[Dataset entries]

┌──

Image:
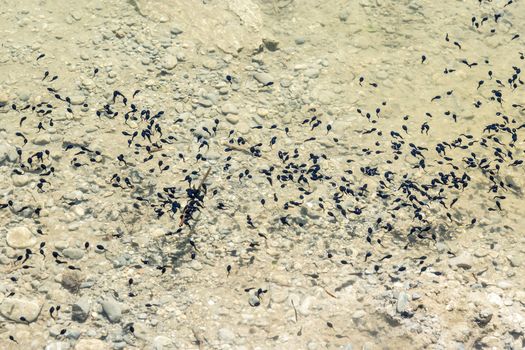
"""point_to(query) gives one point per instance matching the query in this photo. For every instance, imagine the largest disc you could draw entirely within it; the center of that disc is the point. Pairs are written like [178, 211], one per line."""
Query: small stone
[504, 284]
[161, 343]
[463, 261]
[196, 265]
[299, 41]
[343, 15]
[14, 309]
[312, 73]
[226, 335]
[358, 314]
[494, 299]
[205, 102]
[58, 345]
[4, 99]
[42, 139]
[304, 308]
[271, 44]
[229, 108]
[253, 300]
[71, 280]
[91, 344]
[20, 180]
[210, 64]
[402, 302]
[263, 78]
[73, 253]
[176, 31]
[20, 237]
[80, 310]
[112, 310]
[515, 260]
[169, 62]
[484, 317]
[78, 99]
[262, 112]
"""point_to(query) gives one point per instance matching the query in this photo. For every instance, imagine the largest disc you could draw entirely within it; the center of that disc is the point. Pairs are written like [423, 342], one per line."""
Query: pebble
[205, 102]
[58, 345]
[176, 31]
[7, 153]
[20, 180]
[343, 15]
[112, 310]
[263, 78]
[463, 261]
[4, 99]
[229, 108]
[73, 253]
[515, 260]
[80, 309]
[20, 237]
[299, 41]
[13, 309]
[42, 139]
[169, 62]
[226, 335]
[161, 343]
[402, 302]
[91, 344]
[253, 300]
[271, 44]
[78, 99]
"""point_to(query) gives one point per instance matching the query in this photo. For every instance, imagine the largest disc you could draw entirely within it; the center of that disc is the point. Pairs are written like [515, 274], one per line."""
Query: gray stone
[78, 99]
[402, 302]
[463, 261]
[343, 15]
[253, 300]
[42, 139]
[161, 343]
[226, 335]
[483, 317]
[299, 41]
[112, 310]
[515, 260]
[20, 237]
[7, 153]
[271, 44]
[169, 62]
[80, 310]
[176, 31]
[73, 253]
[58, 345]
[15, 309]
[20, 180]
[229, 108]
[205, 102]
[263, 78]
[4, 99]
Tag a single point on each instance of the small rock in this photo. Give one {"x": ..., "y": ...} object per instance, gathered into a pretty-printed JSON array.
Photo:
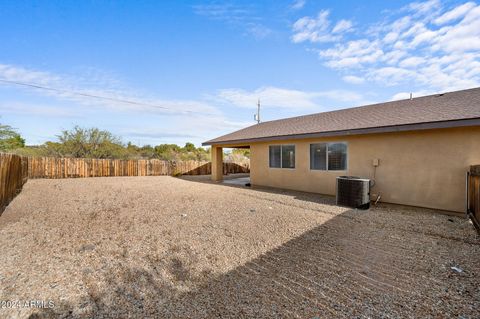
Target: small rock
[
  {"x": 87, "y": 247},
  {"x": 457, "y": 269}
]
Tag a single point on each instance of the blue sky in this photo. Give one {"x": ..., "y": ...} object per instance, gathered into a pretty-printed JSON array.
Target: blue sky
[{"x": 195, "y": 70}]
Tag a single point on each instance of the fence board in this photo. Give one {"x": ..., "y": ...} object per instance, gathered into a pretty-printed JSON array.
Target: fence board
[
  {"x": 50, "y": 167},
  {"x": 13, "y": 174}
]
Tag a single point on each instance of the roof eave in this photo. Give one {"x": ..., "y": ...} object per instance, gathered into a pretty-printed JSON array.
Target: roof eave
[{"x": 370, "y": 130}]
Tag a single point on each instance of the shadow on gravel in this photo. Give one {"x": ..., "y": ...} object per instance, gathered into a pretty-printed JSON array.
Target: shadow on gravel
[
  {"x": 347, "y": 266},
  {"x": 303, "y": 196}
]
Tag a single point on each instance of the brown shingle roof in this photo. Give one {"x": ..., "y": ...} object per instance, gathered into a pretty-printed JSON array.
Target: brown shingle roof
[{"x": 459, "y": 108}]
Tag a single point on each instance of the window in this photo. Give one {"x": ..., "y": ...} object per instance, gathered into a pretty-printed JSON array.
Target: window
[
  {"x": 328, "y": 156},
  {"x": 275, "y": 155},
  {"x": 282, "y": 156}
]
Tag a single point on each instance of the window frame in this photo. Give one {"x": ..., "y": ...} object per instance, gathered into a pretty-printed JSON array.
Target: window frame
[
  {"x": 326, "y": 159},
  {"x": 281, "y": 156}
]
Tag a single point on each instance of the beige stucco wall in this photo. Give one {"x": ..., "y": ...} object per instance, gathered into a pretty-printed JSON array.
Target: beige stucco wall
[{"x": 421, "y": 168}]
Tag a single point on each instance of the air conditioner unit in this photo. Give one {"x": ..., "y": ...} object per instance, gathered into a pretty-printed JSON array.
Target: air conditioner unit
[{"x": 353, "y": 192}]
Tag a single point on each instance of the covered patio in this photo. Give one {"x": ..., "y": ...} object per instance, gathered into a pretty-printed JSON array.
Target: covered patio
[{"x": 217, "y": 161}]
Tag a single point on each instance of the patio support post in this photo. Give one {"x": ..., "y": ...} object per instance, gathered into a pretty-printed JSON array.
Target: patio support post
[{"x": 217, "y": 163}]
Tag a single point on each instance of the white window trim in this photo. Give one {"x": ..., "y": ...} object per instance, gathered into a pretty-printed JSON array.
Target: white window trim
[
  {"x": 281, "y": 156},
  {"x": 326, "y": 160}
]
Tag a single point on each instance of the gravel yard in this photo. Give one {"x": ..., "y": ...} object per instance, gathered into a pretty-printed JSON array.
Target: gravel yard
[{"x": 164, "y": 247}]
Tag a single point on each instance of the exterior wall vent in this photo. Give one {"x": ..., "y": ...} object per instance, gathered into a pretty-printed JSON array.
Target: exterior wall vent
[{"x": 353, "y": 192}]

└──

- What the task asks: Set down the entries above exactly; no pictures belong in the copy.

- Answer area:
Image:
"""point_to(query) gives one point per instance matching the query in this photo. For every instance, imagine the largest disc you could draw entirely within it; the center of that disc is the point. Pairs are written like [178, 211], one per line."""
Query: small stone
[504, 284]
[161, 343]
[463, 261]
[196, 265]
[299, 41]
[343, 15]
[14, 309]
[312, 73]
[226, 335]
[358, 314]
[494, 299]
[205, 102]
[58, 345]
[4, 99]
[42, 139]
[304, 308]
[271, 44]
[229, 108]
[253, 300]
[71, 280]
[91, 344]
[20, 180]
[210, 64]
[402, 302]
[263, 78]
[73, 253]
[176, 31]
[20, 237]
[80, 310]
[112, 310]
[515, 260]
[169, 62]
[484, 317]
[78, 99]
[262, 112]
"""point_to(query) gives one point per instance matching the query in this photo. For every instance, imagine the largest disc you could draw entirely within it; the center of that disc is the point. Pairs are written like [423, 342], one per line."""
Query: pebble
[205, 102]
[58, 345]
[176, 31]
[7, 153]
[20, 180]
[343, 15]
[112, 310]
[263, 78]
[463, 261]
[4, 99]
[229, 108]
[73, 253]
[515, 260]
[80, 309]
[20, 237]
[299, 41]
[13, 309]
[42, 139]
[169, 62]
[226, 335]
[161, 343]
[402, 302]
[91, 344]
[253, 300]
[271, 44]
[78, 99]
"""point_to(query) gives one point per instance matching the query in this photo. For every instance, imagine the largest disc you could draw entirely within it; the center of that disc is the point. Pairs are written like [515, 274], one per line."""
Query: gray stone
[78, 99]
[402, 302]
[463, 261]
[343, 15]
[253, 300]
[42, 139]
[161, 343]
[226, 335]
[483, 317]
[299, 41]
[112, 310]
[515, 260]
[20, 237]
[7, 153]
[271, 44]
[169, 62]
[80, 310]
[176, 31]
[73, 253]
[58, 345]
[15, 309]
[20, 180]
[229, 108]
[205, 102]
[263, 78]
[4, 99]
Tag a single point on each instance of the small rock in this photo. Give one {"x": ..., "y": ...} object per instance, gathered into a pretty-printed JSON array.
Photo:
Target: small rock
[
  {"x": 87, "y": 247},
  {"x": 457, "y": 269}
]
Tag a single point on each instance of the blue sky in this photo. Give one {"x": ..., "y": ...} object per instance, gathered into a pretty-printed JSON array.
Target: blue sky
[{"x": 195, "y": 70}]
Tag a single point on each instance of the fence board in this photo. Give one {"x": ..., "y": ...} object per instance, gathered into a pretty-printed JSON array.
Target: fence board
[
  {"x": 50, "y": 167},
  {"x": 13, "y": 174}
]
Tag a single point on each instance of the roof eave in this photo. Give one {"x": ..., "y": ...} object per instance, gathered into a pretty-printed JSON array.
Target: roof eave
[{"x": 370, "y": 130}]
Tag a single point on each instance of the shadow on gravel in this photo. Give one {"x": ..., "y": ...} object per instance, gathered into a pretty-printed JSON array.
Target: shadow on gravel
[
  {"x": 347, "y": 266},
  {"x": 303, "y": 196}
]
Tag a single point on each instance of the brown shingle roof in this photo. Give one {"x": ..., "y": ...} object per instance, gathered into a pretty-printed JSON array.
Target: brown shingle roof
[{"x": 459, "y": 108}]
Tag a single point on each instance of the window in this photo. Give one {"x": ..., "y": ...} object per instance, gathered into a pretty-printed JSON array.
Target: window
[
  {"x": 328, "y": 156},
  {"x": 275, "y": 155},
  {"x": 282, "y": 156}
]
Tag a single point on each instance of the window frame in this photo. Give one {"x": ..., "y": ...} object per instance, gathered into a pretty-printed JSON array.
Target: window frame
[
  {"x": 326, "y": 159},
  {"x": 281, "y": 156}
]
Tag a single point on each instance of the beige stucco wall in this photo. Give one {"x": ..., "y": ...} object per instance, gathered into a pretty-printed JSON array.
Target: beige stucco wall
[{"x": 421, "y": 168}]
Tag a single point on each instance of the air conditioner unit in this photo. Give one {"x": ..., "y": ...} object per instance, gathered into a pretty-printed JSON array.
Target: air conditioner unit
[{"x": 353, "y": 192}]
Tag a single point on each instance of the covered patio in this photo. Give one {"x": ..., "y": ...} object per instance, gathered into a pretty-printed JSON array.
Target: covered patio
[{"x": 217, "y": 161}]
Tag a single point on each instance of the patio support post in this photo. Give one {"x": ..., "y": ...} object per instance, gathered into a pretty-printed JSON array.
Target: patio support post
[{"x": 217, "y": 163}]
Tag a single point on each instance of the white window trim in this photo. Give one {"x": ..., "y": ...} object per instance, gathered into a pretty-printed JSON array.
Target: white window trim
[
  {"x": 281, "y": 156},
  {"x": 326, "y": 160}
]
Tag a single point on each instance of the gravel yard in this photo. Give one {"x": ..., "y": ...} object per instance, gathered into a pretty-printed JSON array.
Target: gravel yard
[{"x": 164, "y": 247}]
Tag a single point on each instance of the exterior wall vent in this photo. Give one {"x": ..., "y": ...} object per instance, gathered into a pretty-printed JSON array.
Target: exterior wall vent
[{"x": 353, "y": 192}]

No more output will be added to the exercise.